--- İstenenler ---
a – Günlük yazısını "Bazen sadece bir" sözleriyle başlayan yerden alıp "Hayal meyal hatırlıyorum." sözlerinden sonra bitirerek yeniden yaz, "Ters Yüz 2" yerine "Kayıp Balık Nemo" koy.
b – Günlük yazısına göre yazar 2 Ekim sabahı neden dinlenmiş kalktı?
c – Günlük yazısında, film açıkken Merin'in hangi işlerini halletmek için kalkmak gerektiği sayılıyor? Hepsini yaz.

--- Alıntı ---

■ ■ ■

Bazen sadece bir gün içinde bu kadar çok şey düşünüp yazdığıma şaşıyorum.
- sesinakmaz
- 4 Eki 2024
- 10 dakikada okunur
2 Ekim 2024 Çarşamba
Merin’le neşeyle uyanıp çocukları uyandırmadan aşağı indim. Dün yazmayıp erken uyuduğum için dinlenmiş kalktım.
Dün gece film gününde çocuklar tekrar Ters Yüz 2 filmini izlemek istediler. Sinemada gösterime girince ailece, Merin’i de alıp gitmiştik. Şansımızı denedik ama olmadı. 20 dakika kadar sonra Merin sıkılınca çıkmış, izleyememiştim. Bu akşam izlemek için heyecanlıydım ama Merin defalarca uyandı. Üçüncü kez tekrar uyutmaya gittiğimde tekrar aşağı inip filme devam edecek isteğim yoktu. Yatakta kalıp uyumuşum. Ali de evde değildi. Çocuklar film bitince dişlerini fırçalayıp yatağa gelmiş, kitaplarını okurken uyumuşlar. Hayal meyal hatırlıyorum.
Önce Derin uyanıp yanıma geldi. Filmi anlatmaya başladı. “Anne yine izleyemedin, üzülüyorum. Serin kalkınca izleyelim mi tekrar?” dedi. Duraksayıp tamam dedim. Aslında bir soruya cevap vermek için duraksıyorsam “Hayır.” deme kararı almıştım. Kararsızken kabul ettiğimde sıklıkla pişman oluyorum. Serin uyanınca filmi başlattılar. Merin ilgi bekliyor. Defalarca kalkıp yürüme, yemek yeme, yere döktüklerini temizleme, ellerini yıkama gibi işlerini halletmek için kalkmak durumunda kaldım. Filmi benim için tekrar izleyeceklerdi ama benim izleyemediğimi fark etmediler bile. “Çocuklar kapatın lütfen, izleyemiyorum. Sizin de tekrar izlemenize gerek yok.” dedim. Ekranlar çocukları, beni bu denli etkilediğinden, haz odaklı yaşamı desteklediğinden, zamanı gizlice çaldığından, giderek daha da tepkili hissediyorum.
Serin ve Merin bu sabah saatlerce oyun oynadılar. Ben de böylece mutfağı topladım. Merin’le göz göze gelmediğimiz sürece beni uzun süre istemiyor, aklına gelmiyor ya da meşgul olduğumu görüyor. Bilemiyorum. Ama gözlerine baktığım, izlediğim an bana doğru gelip kucağıma almamı istiyor. Özellikle bir işi bitirmeye çalışırken bakmamaya çalışıyorum. Ama öyle tatlı ki, sürekli neler yaptığını izlemek, sevmek istiyorum.

■ ■ ■

--- Seçilmiş kayıtlar ---
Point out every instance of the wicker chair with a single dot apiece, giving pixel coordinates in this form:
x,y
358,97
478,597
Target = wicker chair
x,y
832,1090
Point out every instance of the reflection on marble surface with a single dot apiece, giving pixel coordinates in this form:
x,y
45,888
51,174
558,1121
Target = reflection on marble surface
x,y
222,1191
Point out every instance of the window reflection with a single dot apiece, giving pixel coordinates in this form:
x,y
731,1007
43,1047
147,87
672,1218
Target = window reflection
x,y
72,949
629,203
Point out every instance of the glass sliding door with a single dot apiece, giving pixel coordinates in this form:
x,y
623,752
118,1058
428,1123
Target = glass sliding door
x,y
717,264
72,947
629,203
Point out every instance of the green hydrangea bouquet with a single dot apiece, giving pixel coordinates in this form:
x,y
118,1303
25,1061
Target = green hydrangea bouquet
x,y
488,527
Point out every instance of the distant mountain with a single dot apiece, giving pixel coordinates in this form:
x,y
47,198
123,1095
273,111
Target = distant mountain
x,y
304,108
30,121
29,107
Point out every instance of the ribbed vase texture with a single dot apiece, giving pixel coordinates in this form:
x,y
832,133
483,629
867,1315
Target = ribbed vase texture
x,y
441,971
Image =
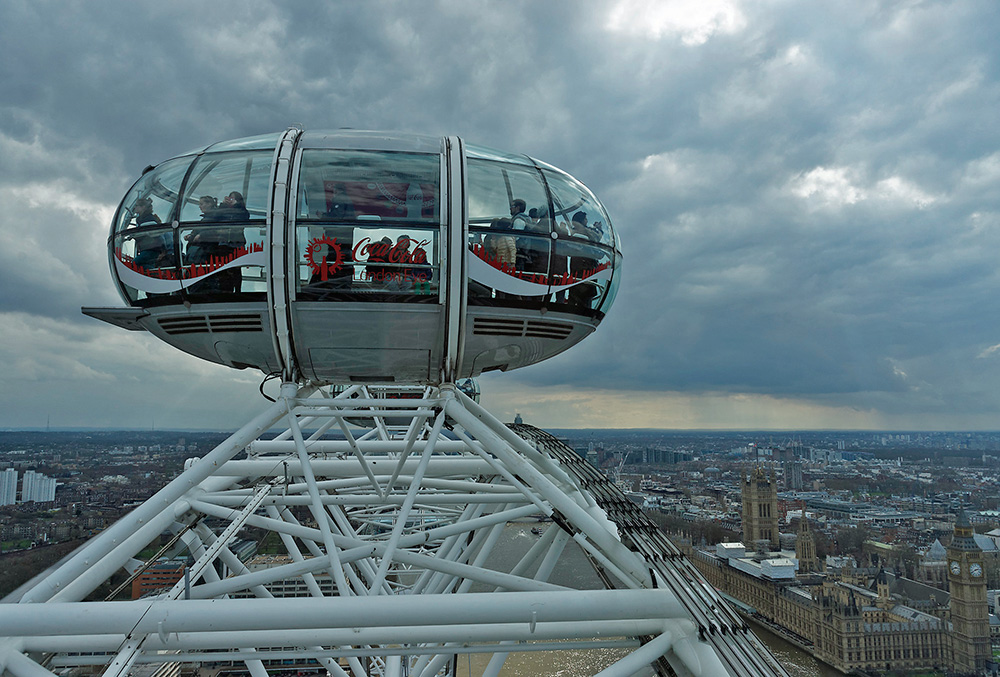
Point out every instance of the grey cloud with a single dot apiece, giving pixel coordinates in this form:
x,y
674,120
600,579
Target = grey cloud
x,y
808,205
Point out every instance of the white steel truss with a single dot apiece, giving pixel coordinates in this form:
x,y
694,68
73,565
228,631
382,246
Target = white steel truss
x,y
388,535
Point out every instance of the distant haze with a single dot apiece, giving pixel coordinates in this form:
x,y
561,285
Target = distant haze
x,y
807,193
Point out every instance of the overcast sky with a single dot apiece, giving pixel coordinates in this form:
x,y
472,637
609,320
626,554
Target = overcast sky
x,y
808,193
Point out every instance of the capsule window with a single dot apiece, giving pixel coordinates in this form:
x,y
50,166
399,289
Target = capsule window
x,y
151,200
349,185
576,212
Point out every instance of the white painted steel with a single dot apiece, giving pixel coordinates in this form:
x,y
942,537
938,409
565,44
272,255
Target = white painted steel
x,y
391,534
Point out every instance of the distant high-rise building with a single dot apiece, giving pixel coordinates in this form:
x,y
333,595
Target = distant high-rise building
x,y
37,487
760,507
969,612
8,487
805,547
793,475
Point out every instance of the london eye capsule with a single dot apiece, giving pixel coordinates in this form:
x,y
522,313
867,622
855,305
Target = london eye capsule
x,y
347,256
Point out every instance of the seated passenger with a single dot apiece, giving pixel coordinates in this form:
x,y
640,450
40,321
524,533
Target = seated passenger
x,y
152,251
208,204
502,249
233,208
378,255
584,264
217,246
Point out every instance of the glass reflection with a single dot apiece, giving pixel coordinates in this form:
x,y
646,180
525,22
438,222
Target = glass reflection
x,y
370,186
151,200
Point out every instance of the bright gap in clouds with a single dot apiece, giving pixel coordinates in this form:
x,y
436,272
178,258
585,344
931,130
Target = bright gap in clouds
x,y
839,186
694,21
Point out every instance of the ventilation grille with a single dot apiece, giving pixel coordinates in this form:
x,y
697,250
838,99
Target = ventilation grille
x,y
200,324
497,326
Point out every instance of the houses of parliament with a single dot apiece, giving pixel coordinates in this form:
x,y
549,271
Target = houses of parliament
x,y
854,619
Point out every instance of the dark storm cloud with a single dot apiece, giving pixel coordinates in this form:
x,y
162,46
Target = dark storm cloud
x,y
807,194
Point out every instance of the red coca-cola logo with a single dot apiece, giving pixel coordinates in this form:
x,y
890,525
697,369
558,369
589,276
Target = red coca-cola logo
x,y
329,263
386,252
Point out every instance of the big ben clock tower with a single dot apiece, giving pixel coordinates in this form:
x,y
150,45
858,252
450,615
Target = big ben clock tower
x,y
969,615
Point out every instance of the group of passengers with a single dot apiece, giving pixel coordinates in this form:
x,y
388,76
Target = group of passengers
x,y
522,254
204,245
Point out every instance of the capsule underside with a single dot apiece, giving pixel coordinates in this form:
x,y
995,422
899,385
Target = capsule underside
x,y
362,256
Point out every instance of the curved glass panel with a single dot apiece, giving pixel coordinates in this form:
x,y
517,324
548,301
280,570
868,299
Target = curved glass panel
x,y
577,212
227,187
151,200
499,190
144,262
472,151
616,280
222,259
352,185
260,142
581,274
505,266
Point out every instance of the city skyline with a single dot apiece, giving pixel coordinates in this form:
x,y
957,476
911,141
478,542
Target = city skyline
x,y
807,196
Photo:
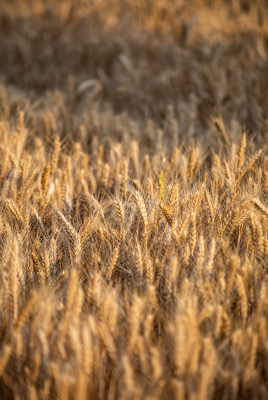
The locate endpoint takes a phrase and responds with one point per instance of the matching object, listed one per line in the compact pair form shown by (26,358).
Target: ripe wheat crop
(133,200)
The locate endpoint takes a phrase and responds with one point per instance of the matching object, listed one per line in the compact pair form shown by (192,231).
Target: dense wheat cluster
(133,197)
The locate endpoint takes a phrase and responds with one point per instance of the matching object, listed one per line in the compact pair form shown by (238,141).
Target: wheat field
(134,200)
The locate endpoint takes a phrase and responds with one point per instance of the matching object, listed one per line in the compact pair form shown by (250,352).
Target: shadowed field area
(134,200)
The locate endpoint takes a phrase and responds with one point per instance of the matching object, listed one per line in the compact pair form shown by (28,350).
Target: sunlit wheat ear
(243,303)
(45,179)
(72,237)
(241,153)
(260,206)
(142,210)
(112,262)
(55,154)
(247,166)
(14,212)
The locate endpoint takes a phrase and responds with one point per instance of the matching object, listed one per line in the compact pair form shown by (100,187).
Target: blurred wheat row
(134,217)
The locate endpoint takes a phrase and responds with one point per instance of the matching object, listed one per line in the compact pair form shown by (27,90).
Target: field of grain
(134,200)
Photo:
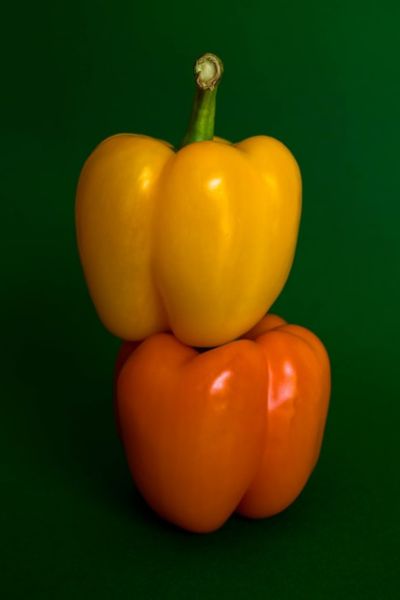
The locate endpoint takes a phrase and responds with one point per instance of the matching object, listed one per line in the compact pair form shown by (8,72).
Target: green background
(323,78)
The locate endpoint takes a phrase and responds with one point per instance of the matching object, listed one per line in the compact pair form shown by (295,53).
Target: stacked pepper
(220,408)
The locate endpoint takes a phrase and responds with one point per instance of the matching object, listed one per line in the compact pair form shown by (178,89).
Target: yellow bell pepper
(199,241)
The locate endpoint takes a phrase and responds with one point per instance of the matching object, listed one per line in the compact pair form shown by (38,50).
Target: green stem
(208,72)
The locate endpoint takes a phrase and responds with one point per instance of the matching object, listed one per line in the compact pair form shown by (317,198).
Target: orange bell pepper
(237,427)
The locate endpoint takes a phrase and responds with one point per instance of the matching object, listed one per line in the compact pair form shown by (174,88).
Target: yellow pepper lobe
(200,241)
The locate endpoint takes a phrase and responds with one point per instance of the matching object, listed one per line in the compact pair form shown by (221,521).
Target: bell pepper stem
(208,72)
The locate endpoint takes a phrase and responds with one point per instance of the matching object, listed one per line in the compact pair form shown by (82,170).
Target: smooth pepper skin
(239,427)
(299,384)
(178,240)
(192,426)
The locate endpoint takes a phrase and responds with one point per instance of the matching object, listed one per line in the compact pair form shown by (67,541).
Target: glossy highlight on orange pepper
(235,428)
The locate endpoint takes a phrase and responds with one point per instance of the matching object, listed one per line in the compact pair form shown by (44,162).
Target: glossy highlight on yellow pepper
(199,241)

■ ■ ■

--- Yazılı cevaplar ---
a –
Bazen sadece bir gün içinde bu kadar çok şey düşünüp yazdığıma şaşıyorum.
- sesinakmaz
- 4 Eki 2024
- 10 dakikada okunur
2 Ekim 2024 Çarşamba
Merin’le neşeyle uyanıp çocukları uyandırmadan aşağı indim. Dün yazmayıp erken uyuduğum için dinlenmiş kalktım.
Dün gece film gününde çocuklar tekrar Kayıp Balık Nemo filmini izlemek istediler. Sinemada gösterime girince ailece, Merin’i de alıp gitmiştik. Şansımızı denedik ama olmadı. 20 dakika kadar sonra Merin sıkılınca çıkmış, izleyememiştim. Bu akşam izlemek için heyecanlıydım ama Merin defalarca uyandı. Üçüncü kez tekrar uyutmaya gittiğimde tekrar aşağı inip filme devam edecek isteğim yoktu. Yatakta kalıp uyumuşum. Ali de evde değildi. Çocuklar film bitince dişlerini fırçalayıp yatağa gelmiş, kitaplarını okurken uyumuşlar. Hayal meyal hatırlıyorum.

b – Dün yazmayıp erken uyuduğu için.

c – Yürüme, yemek yeme, yere döktüklerini temizleme, ellerini yıkama.